START Data for analysis

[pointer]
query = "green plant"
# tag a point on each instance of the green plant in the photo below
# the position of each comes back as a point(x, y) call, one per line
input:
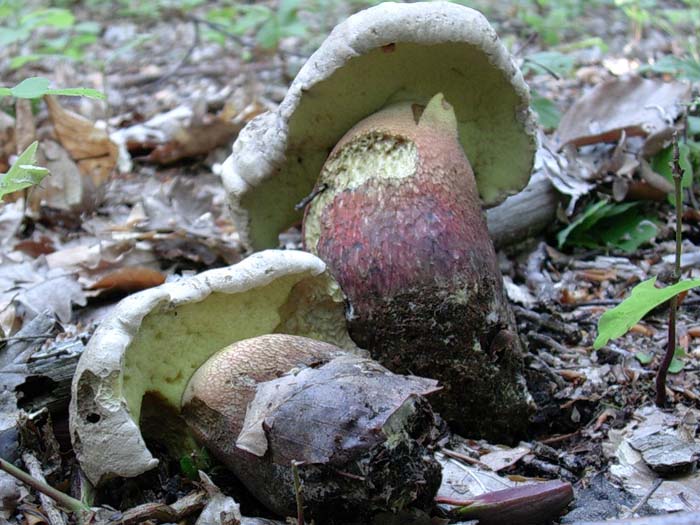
point(37, 87)
point(682, 68)
point(639, 12)
point(49, 32)
point(643, 299)
point(23, 173)
point(645, 296)
point(603, 224)
point(267, 25)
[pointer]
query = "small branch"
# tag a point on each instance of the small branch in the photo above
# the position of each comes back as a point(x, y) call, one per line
point(183, 60)
point(311, 196)
point(53, 515)
point(298, 492)
point(671, 346)
point(654, 486)
point(68, 503)
point(463, 457)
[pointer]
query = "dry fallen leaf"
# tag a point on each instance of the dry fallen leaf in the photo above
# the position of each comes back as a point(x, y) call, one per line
point(633, 105)
point(89, 146)
point(129, 280)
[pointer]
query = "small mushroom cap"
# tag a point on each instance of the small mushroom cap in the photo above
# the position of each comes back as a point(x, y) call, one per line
point(153, 341)
point(386, 54)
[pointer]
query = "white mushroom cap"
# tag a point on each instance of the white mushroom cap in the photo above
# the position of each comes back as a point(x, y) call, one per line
point(153, 341)
point(385, 54)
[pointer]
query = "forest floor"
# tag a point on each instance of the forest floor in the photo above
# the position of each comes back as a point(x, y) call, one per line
point(148, 206)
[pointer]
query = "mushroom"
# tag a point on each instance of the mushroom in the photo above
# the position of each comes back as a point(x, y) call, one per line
point(130, 379)
point(358, 434)
point(426, 120)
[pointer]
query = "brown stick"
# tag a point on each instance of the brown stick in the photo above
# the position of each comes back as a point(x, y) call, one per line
point(680, 518)
point(671, 346)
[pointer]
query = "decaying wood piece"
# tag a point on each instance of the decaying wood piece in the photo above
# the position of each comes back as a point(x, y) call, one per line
point(525, 214)
point(680, 518)
point(53, 514)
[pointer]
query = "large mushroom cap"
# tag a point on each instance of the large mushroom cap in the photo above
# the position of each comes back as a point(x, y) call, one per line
point(386, 54)
point(138, 362)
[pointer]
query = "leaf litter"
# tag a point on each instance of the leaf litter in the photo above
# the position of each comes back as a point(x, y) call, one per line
point(112, 219)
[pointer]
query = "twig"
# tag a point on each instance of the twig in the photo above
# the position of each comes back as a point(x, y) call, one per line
point(53, 515)
point(654, 486)
point(463, 457)
point(543, 66)
point(68, 503)
point(311, 196)
point(297, 491)
point(183, 60)
point(671, 346)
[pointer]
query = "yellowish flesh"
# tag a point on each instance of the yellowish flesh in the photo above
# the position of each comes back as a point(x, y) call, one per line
point(172, 344)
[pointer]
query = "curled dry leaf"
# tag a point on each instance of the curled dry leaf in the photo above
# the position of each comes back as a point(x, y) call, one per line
point(633, 106)
point(89, 146)
point(358, 433)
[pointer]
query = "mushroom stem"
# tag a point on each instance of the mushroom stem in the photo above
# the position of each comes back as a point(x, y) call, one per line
point(283, 412)
point(402, 229)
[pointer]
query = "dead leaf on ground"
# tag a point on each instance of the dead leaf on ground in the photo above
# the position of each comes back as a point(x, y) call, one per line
point(88, 145)
point(67, 189)
point(634, 106)
point(38, 289)
point(129, 280)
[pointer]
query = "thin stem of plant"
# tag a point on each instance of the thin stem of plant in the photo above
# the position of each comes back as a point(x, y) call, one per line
point(298, 492)
point(671, 347)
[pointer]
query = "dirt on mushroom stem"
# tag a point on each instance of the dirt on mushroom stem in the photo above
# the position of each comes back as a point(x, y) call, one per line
point(402, 230)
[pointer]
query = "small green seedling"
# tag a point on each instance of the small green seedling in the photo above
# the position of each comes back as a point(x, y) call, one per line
point(609, 225)
point(644, 298)
point(23, 173)
point(677, 363)
point(37, 87)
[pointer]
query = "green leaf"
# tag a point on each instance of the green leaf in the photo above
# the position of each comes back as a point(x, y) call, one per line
point(268, 36)
point(23, 174)
point(681, 68)
point(661, 164)
point(77, 92)
point(643, 357)
point(547, 112)
point(188, 468)
point(548, 62)
point(55, 17)
point(588, 214)
point(644, 298)
point(33, 87)
point(18, 62)
point(693, 125)
point(643, 232)
point(10, 35)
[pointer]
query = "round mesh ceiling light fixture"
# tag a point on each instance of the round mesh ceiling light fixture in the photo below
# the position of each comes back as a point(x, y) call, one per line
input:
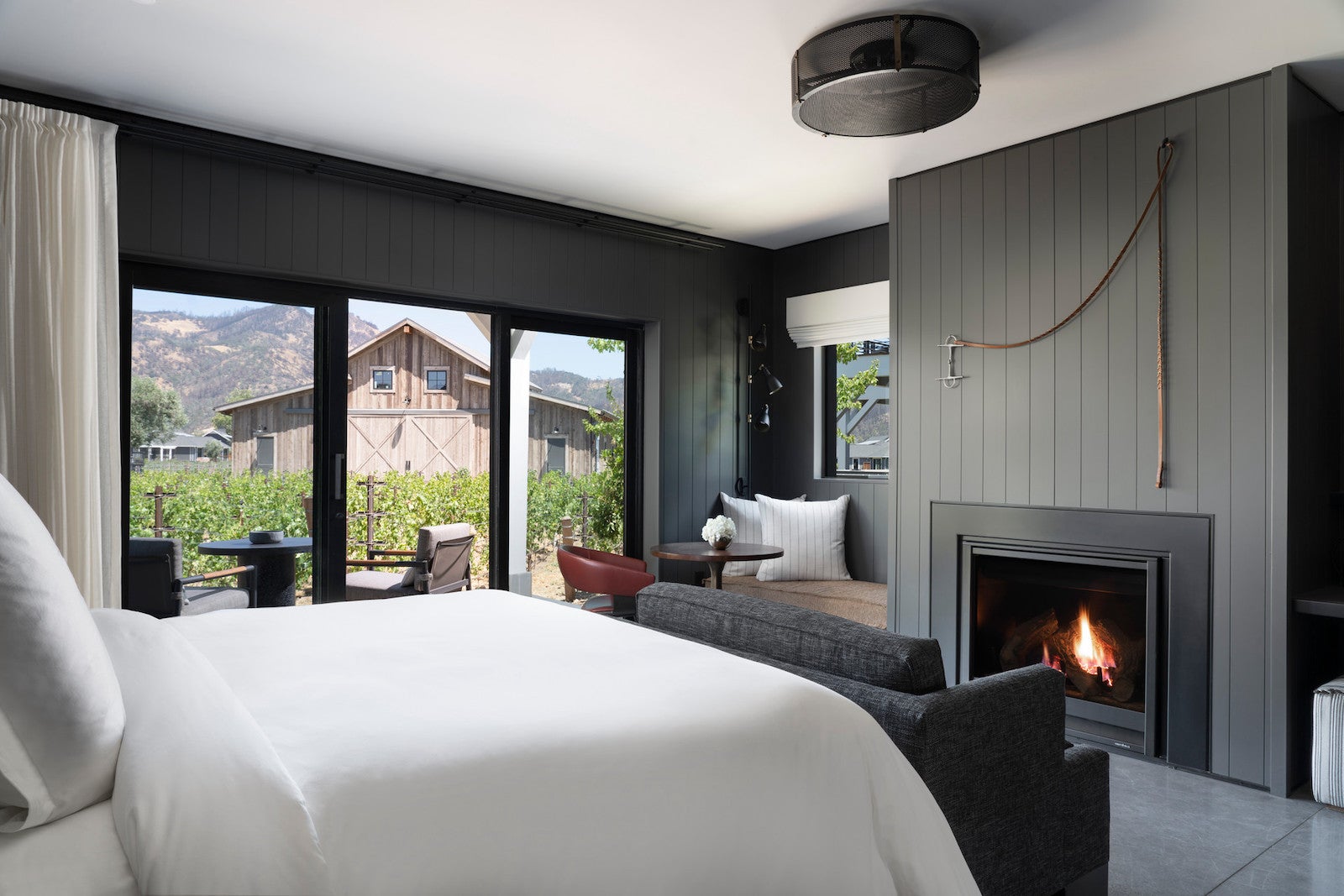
point(886, 76)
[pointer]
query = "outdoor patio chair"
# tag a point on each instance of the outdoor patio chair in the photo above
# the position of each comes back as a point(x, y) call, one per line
point(440, 563)
point(612, 579)
point(155, 584)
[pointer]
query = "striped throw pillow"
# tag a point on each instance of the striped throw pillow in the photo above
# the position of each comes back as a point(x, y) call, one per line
point(746, 515)
point(812, 537)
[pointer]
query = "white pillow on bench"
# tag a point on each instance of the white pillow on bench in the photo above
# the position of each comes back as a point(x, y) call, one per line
point(812, 537)
point(746, 515)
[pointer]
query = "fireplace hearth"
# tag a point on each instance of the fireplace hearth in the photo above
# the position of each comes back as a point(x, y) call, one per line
point(1117, 600)
point(1085, 614)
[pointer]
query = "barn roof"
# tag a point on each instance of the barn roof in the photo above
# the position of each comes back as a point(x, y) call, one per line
point(393, 331)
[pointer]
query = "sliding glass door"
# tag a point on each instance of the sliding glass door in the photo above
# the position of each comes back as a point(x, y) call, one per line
point(346, 423)
point(417, 434)
point(222, 429)
point(570, 390)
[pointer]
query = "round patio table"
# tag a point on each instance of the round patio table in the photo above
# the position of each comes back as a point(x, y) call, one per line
point(703, 553)
point(275, 564)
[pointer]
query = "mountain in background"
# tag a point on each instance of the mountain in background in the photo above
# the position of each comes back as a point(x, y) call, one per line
point(203, 359)
point(266, 349)
point(575, 387)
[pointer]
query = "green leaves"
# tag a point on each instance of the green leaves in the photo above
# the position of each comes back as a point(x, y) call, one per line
point(850, 389)
point(155, 411)
point(213, 504)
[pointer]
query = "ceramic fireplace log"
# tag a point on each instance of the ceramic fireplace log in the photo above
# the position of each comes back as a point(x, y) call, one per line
point(1023, 645)
point(1126, 654)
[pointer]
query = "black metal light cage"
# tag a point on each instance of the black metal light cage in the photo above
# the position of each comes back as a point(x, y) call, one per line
point(860, 80)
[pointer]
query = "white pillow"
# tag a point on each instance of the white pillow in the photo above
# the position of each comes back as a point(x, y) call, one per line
point(812, 537)
point(746, 515)
point(60, 711)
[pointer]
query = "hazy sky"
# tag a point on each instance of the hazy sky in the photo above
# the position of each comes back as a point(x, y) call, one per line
point(550, 349)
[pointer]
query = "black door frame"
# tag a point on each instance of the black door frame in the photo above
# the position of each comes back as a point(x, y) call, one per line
point(632, 335)
point(328, 305)
point(331, 307)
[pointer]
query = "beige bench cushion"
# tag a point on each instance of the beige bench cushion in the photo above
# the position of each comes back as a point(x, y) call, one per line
point(864, 602)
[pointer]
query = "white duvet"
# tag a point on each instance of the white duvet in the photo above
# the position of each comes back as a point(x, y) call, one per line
point(490, 743)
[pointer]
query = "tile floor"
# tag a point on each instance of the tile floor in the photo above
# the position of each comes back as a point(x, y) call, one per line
point(1173, 833)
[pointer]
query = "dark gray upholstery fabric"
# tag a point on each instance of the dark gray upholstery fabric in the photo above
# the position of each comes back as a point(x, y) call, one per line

END Data for analysis

## Task goal
Look through the listing above. Pick out each line with "chair" and copy it.

## Solution to the exercise
query = "outdoor patio chair"
# tag a point on each instance of the outdoor patio chair in the photo above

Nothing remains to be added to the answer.